INFORMATION Start Marker
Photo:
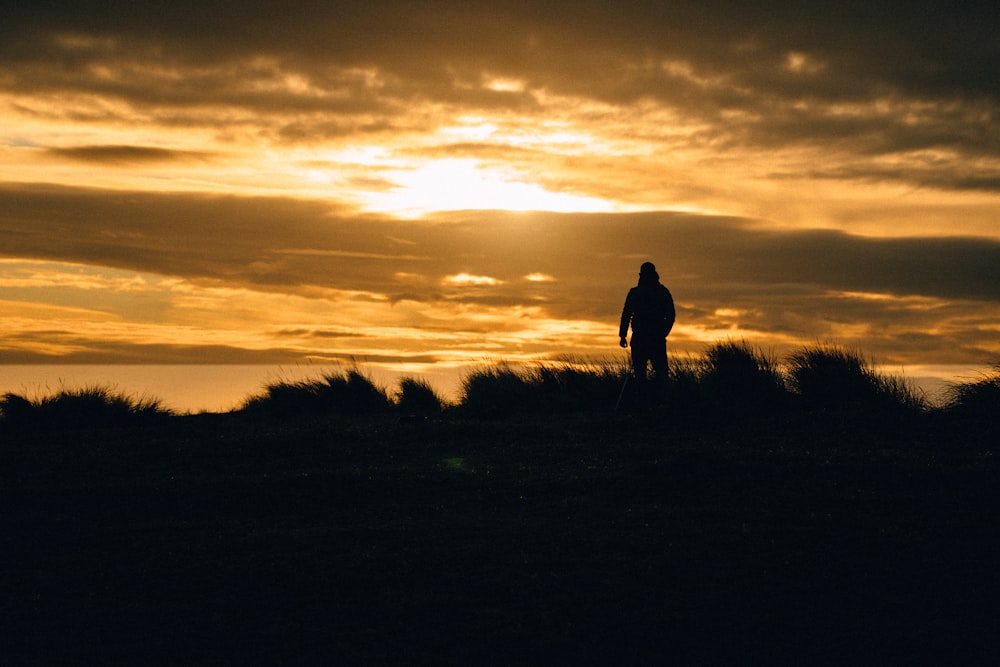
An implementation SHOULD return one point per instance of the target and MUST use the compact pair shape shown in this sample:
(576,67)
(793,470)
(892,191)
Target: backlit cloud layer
INFORMATION End Marker
- YOUR GOAL -
Print the material precisely as given, dropping any images it holds.

- ANSWER FOR THE TASK -
Photo:
An implementation SHOULD return one point per instance of the target and MUST use the compact pair shape shown in this sample:
(576,67)
(793,470)
(892,191)
Target: backlit cloud layer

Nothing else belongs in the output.